Task -
Could you repeat, word for word, only the lines from the one containing "box: [20, 31, 45, 54]" through the final line of the records below?

++++++++++++++++++++

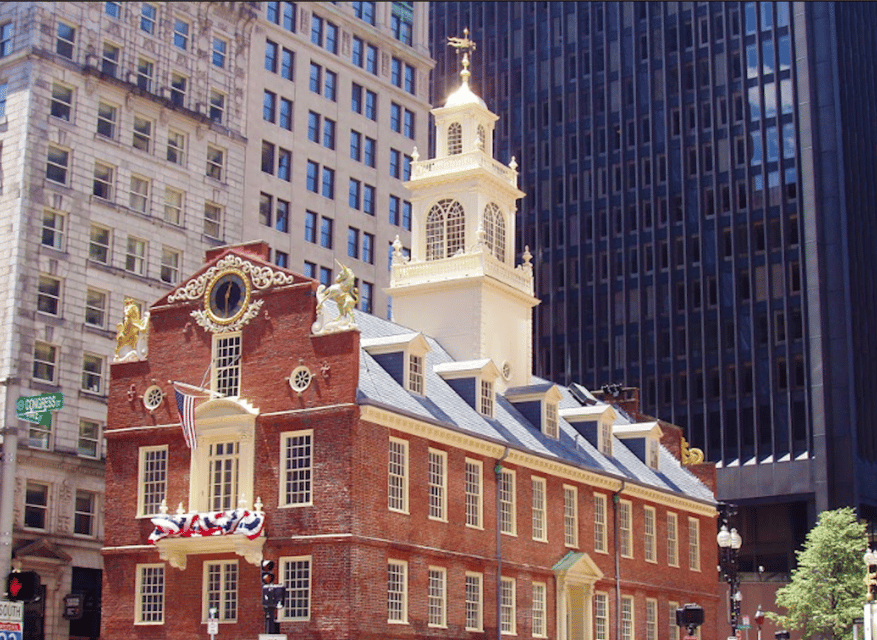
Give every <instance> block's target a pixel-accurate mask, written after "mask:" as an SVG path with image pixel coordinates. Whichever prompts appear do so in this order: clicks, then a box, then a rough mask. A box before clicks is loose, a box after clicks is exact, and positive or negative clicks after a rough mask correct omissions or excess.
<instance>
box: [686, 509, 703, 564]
mask: <svg viewBox="0 0 877 640" xmlns="http://www.w3.org/2000/svg"><path fill="white" fill-rule="evenodd" d="M688 568H689V569H691V570H692V571H700V520H698V519H697V518H689V519H688Z"/></svg>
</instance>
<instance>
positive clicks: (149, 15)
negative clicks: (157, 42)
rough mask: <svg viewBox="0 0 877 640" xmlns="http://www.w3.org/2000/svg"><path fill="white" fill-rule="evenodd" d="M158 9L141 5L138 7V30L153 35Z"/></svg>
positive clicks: (144, 2) (143, 3) (156, 17)
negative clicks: (139, 27) (151, 34)
mask: <svg viewBox="0 0 877 640" xmlns="http://www.w3.org/2000/svg"><path fill="white" fill-rule="evenodd" d="M157 16H158V9H157V8H156V7H155V5H152V4H147V3H145V2H144V3H143V5H142V6H141V7H140V30H141V31H145V32H146V33H152V34H154V33H155V21H156V18H157Z"/></svg>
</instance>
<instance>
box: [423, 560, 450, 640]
mask: <svg viewBox="0 0 877 640" xmlns="http://www.w3.org/2000/svg"><path fill="white" fill-rule="evenodd" d="M433 572H435V573H436V574H438V575H440V576H441V583H442V584H441V594H440V595H439V596H438V601H439V605H440V606H441V620H440V621H439V622H431V621H430V617H431V616H430V612H429V608H430V601H431V600H432V598H433V595H432V594H431V593H429V590H430V588H431V585H430V582H431V581H432V573H433ZM427 626H428V627H430V628H433V629H446V628H447V626H448V570H447V569H445V568H444V567H435V566H430V567H429V569H428V573H427Z"/></svg>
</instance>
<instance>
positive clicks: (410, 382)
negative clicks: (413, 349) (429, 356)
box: [407, 353, 423, 395]
mask: <svg viewBox="0 0 877 640" xmlns="http://www.w3.org/2000/svg"><path fill="white" fill-rule="evenodd" d="M407 387H408V390H409V391H411V392H413V393H419V394H421V395H422V394H423V356H418V355H415V354H413V353H412V354H410V355H409V356H408V384H407Z"/></svg>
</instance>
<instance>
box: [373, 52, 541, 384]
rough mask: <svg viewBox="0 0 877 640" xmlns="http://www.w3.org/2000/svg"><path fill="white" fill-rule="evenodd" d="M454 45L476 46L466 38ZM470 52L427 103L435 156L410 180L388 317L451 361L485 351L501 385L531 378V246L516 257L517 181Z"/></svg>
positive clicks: (394, 271) (414, 171)
mask: <svg viewBox="0 0 877 640" xmlns="http://www.w3.org/2000/svg"><path fill="white" fill-rule="evenodd" d="M451 44H452V45H453V46H457V47H459V48H464V49H468V48H474V45H473V43H472V42H471V41H470V40H468V38H462V39H452V43H451ZM468 67H469V59H468V53H464V54H463V71H462V72H461V73H460V76H461V78H462V84H461V86H460V87H459V88H458V89H457V90H456V91H455V92H454V93H452V94H451V95H450V97H449V98H448V99H447V101H446V102H445V106H444V107H438V108H436V109H433V110H432V114H433V115H434V116H435V122H436V147H437V154H436V158H435V159H433V160H419V158H418V156H417V150H416V149H415V152H414V162H413V164H412V171H411V180H410V181H409V182H407V183H406V186H407V187H408V188H409V189H410V190H411V194H412V197H411V201H412V225H413V228H412V232H411V236H412V240H411V243H412V247H411V258H410V259H406V258H403V257H402V254H401V247H400V246H398V243H396V247H395V251H394V256H393V267H392V273H391V276H390V287H389V288H388V289H387V293H388V294H389V295H391V296H392V297H393V320H394V321H396V322H398V323H400V324H403V325H405V326H408V327H410V328H412V329H417V330H419V331H423V332H424V333H426V334H428V335H431V336H433V337H435V338H436V339H437V340H438V341H439V342H440V343H441V344H442V345H443V346H444V347H445V349H447V350H448V351H449V352H450V354H451V355H452V356H454V358H456V359H457V360H475V359H481V358H489V359H491V360H492V361H493V362H494V364H495V365H496V367H497V368H498V369H499V371H500V372H501V373H502V378H503V381H502V383H500V384H499V385H498V386H500V387H501V388H502V387H506V388H507V387H515V386H525V385H528V384H529V383H530V377H531V373H532V335H533V332H532V325H533V321H532V310H533V307H534V306H536V305H537V304H538V303H539V300H538V299H536V298H535V297H534V296H533V266H532V265H531V264H530V253H529V250H526V249H525V251H524V263H523V264H521V265H518V266H515V265H514V249H515V247H514V243H515V211H516V204H515V203H516V201H517V200H518V199H519V198H522V197H523V196H524V193H523V192H522V191H520V190H519V189H518V187H517V181H518V172H517V163H516V162H515V159H514V157H513V158H512V161H511V163H510V164H509V166H505V165H503V164H501V163H500V162H497V161H496V160H495V159H494V158H493V156H492V153H491V149H492V148H493V127H494V124H495V123H496V121H497V120H498V116H496V115H495V114H494V113H492V112H491V111H490V110H489V109H488V108H487V106H486V105H485V104H484V101H483V100H482V99H481V98H480V97H478V96H477V95H475V94H474V93H473V92H472V90H471V89H470V88H469V76H470V73H469V70H468Z"/></svg>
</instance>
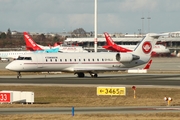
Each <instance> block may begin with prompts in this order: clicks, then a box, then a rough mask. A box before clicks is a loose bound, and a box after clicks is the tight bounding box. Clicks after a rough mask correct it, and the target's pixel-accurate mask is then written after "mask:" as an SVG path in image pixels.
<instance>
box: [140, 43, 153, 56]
mask: <svg viewBox="0 0 180 120" xmlns="http://www.w3.org/2000/svg"><path fill="white" fill-rule="evenodd" d="M142 49H143V52H144V53H146V54H148V53H150V52H151V50H152V45H151V43H150V42H144V43H143V46H142Z"/></svg>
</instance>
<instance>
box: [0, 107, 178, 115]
mask: <svg viewBox="0 0 180 120" xmlns="http://www.w3.org/2000/svg"><path fill="white" fill-rule="evenodd" d="M72 112H73V110H72V107H71V108H70V107H61V108H60V107H52V108H0V114H30V113H31V114H72ZM149 112H151V113H153V112H154V113H157V112H180V107H157V106H151V107H147V106H146V107H75V108H74V112H73V114H74V113H75V114H93V113H96V114H97V113H113V114H116V113H126V114H127V113H136V114H142V113H149Z"/></svg>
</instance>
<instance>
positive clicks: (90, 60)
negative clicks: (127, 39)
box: [45, 57, 113, 62]
mask: <svg viewBox="0 0 180 120" xmlns="http://www.w3.org/2000/svg"><path fill="white" fill-rule="evenodd" d="M45 59H46V61H48V60H50V61H51V62H52V60H55V61H56V62H57V61H58V57H45ZM62 61H65V62H67V61H70V62H73V59H71V58H69V59H68V58H64V59H61V58H60V62H62ZM80 61H84V62H95V61H97V62H100V61H102V62H103V61H106V62H108V61H109V62H111V61H113V59H112V58H97V59H94V58H79V59H74V62H80Z"/></svg>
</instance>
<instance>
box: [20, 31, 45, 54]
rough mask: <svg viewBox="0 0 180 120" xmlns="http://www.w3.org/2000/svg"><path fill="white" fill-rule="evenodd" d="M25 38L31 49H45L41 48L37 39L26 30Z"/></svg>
mask: <svg viewBox="0 0 180 120" xmlns="http://www.w3.org/2000/svg"><path fill="white" fill-rule="evenodd" d="M23 34H24V40H25V42H26V49H27V50H30V51H36V50H43V49H42V48H40V47H39V46H38V45H37V44H36V43H35V41H34V40H33V39H32V38H31V37H30V36H29V35H28V33H27V32H24V33H23Z"/></svg>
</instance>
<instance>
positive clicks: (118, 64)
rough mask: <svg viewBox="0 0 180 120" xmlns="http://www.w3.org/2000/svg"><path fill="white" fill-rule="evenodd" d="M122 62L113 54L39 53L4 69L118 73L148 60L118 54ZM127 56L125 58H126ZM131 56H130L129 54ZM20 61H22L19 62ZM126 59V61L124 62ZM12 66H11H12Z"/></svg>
mask: <svg viewBox="0 0 180 120" xmlns="http://www.w3.org/2000/svg"><path fill="white" fill-rule="evenodd" d="M120 54H121V56H124V58H123V59H124V60H123V61H122V62H121V61H117V59H116V55H117V53H114V52H100V53H73V54H72V53H41V54H38V53H37V54H26V55H23V56H21V57H20V58H18V59H17V60H15V61H13V62H12V63H11V64H9V66H7V67H6V68H7V69H9V68H11V69H10V70H12V71H19V72H26V71H28V72H38V71H41V72H43V71H47V72H49V71H64V72H90V71H91V72H92V71H94V72H100V71H113V70H114V71H119V70H127V69H128V68H131V67H135V66H138V65H142V64H145V63H146V62H147V61H148V60H149V58H147V59H144V61H143V60H131V58H129V56H127V55H126V54H127V53H120ZM126 56H127V57H126ZM130 56H131V54H130ZM21 59H22V60H21ZM126 59H127V61H126ZM12 65H13V66H12Z"/></svg>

++++++++++++++++++++

Exercise output -
box: [20, 31, 45, 54]
rough mask: <svg viewBox="0 0 180 120" xmlns="http://www.w3.org/2000/svg"><path fill="white" fill-rule="evenodd" d="M25 38L31 49H45L41 48L37 39L26 30Z"/></svg>
mask: <svg viewBox="0 0 180 120" xmlns="http://www.w3.org/2000/svg"><path fill="white" fill-rule="evenodd" d="M23 34H24V40H25V42H26V49H27V50H30V51H36V50H43V49H42V48H40V47H39V46H38V45H37V44H36V43H35V41H34V40H33V39H32V38H31V37H30V36H29V35H28V33H27V32H24V33H23Z"/></svg>
</instance>
<instance>
positive clicks: (118, 64)
rough mask: <svg viewBox="0 0 180 120" xmlns="http://www.w3.org/2000/svg"><path fill="white" fill-rule="evenodd" d="M122 62L113 54L39 53L4 69L118 73L148 60L118 54ZM127 56L125 58H126ZM131 56H130L129 54ZM20 61H22L19 62ZM126 59V61L124 62ZM12 66H11H12Z"/></svg>
mask: <svg viewBox="0 0 180 120" xmlns="http://www.w3.org/2000/svg"><path fill="white" fill-rule="evenodd" d="M120 54H121V56H124V58H123V59H124V60H123V61H122V62H121V61H117V59H116V55H117V53H114V52H100V53H73V54H72V53H41V54H38V53H37V54H26V55H23V56H21V57H20V58H18V59H17V60H15V61H13V62H12V63H11V64H9V66H7V67H6V68H7V69H9V68H11V69H10V70H12V71H19V72H26V71H28V72H38V71H41V72H43V71H47V72H49V71H64V72H90V71H91V72H92V71H94V72H100V71H113V70H114V71H119V70H127V69H128V68H131V67H135V66H138V65H142V64H145V63H146V62H147V61H148V60H149V58H147V59H144V61H143V60H131V58H129V56H127V55H126V54H127V53H120ZM126 56H127V57H126ZM130 56H131V54H130ZM21 59H22V60H21ZM126 59H127V61H126ZM12 65H13V66H12Z"/></svg>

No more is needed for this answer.